• Required action:
The data below must be copied in full and without any change.

*** Block opens ***

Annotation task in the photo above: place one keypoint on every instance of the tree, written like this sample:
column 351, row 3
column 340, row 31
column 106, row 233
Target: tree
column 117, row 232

*** Block closes ***

• Task result:
Annotation task in the photo above: place one keypoint on every instance of the tree, written like this sample:
column 351, row 3
column 340, row 31
column 106, row 233
Target: tree
column 117, row 232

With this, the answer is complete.